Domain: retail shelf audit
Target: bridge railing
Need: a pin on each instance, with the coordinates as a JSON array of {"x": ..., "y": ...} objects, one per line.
---
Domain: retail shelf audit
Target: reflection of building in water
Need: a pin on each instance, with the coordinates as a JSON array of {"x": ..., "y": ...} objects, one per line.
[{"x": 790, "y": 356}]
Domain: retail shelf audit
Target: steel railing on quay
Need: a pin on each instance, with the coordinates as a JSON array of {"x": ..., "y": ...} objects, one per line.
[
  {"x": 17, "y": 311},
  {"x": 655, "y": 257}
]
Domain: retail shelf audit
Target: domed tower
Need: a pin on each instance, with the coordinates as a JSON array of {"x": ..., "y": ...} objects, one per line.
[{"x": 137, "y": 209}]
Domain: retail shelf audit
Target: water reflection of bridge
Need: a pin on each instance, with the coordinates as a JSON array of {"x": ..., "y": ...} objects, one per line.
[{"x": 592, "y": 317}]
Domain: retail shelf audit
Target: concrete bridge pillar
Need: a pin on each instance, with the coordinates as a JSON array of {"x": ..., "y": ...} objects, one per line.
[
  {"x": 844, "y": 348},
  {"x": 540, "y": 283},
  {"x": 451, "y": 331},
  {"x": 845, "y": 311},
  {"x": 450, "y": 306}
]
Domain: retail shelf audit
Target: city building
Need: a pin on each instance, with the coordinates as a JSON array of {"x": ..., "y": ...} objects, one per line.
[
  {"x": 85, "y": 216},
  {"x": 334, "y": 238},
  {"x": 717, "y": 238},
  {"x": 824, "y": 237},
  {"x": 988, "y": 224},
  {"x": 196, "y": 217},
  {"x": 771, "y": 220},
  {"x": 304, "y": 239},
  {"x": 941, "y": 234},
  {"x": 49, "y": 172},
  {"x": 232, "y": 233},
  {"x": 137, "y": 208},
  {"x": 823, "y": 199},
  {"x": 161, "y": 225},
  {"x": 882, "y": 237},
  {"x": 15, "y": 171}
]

• **GOAL OF THE EXERCISE**:
Here the job is to set down exactly the lines of the material above that fall between the one with "Target: concrete bridge pillar" and the one with "Target: city building", inclusive, and nothing beyond them.

• **EXERCISE SOLUTION**:
Target: concrete bridge pillar
Need: a pin on each instance, with the coordinates as a JSON array of {"x": ..., "y": ...} objects, one per line.
[
  {"x": 844, "y": 348},
  {"x": 540, "y": 283},
  {"x": 451, "y": 331},
  {"x": 845, "y": 311},
  {"x": 450, "y": 306}
]
Domain: retail shelf audit
Target: city building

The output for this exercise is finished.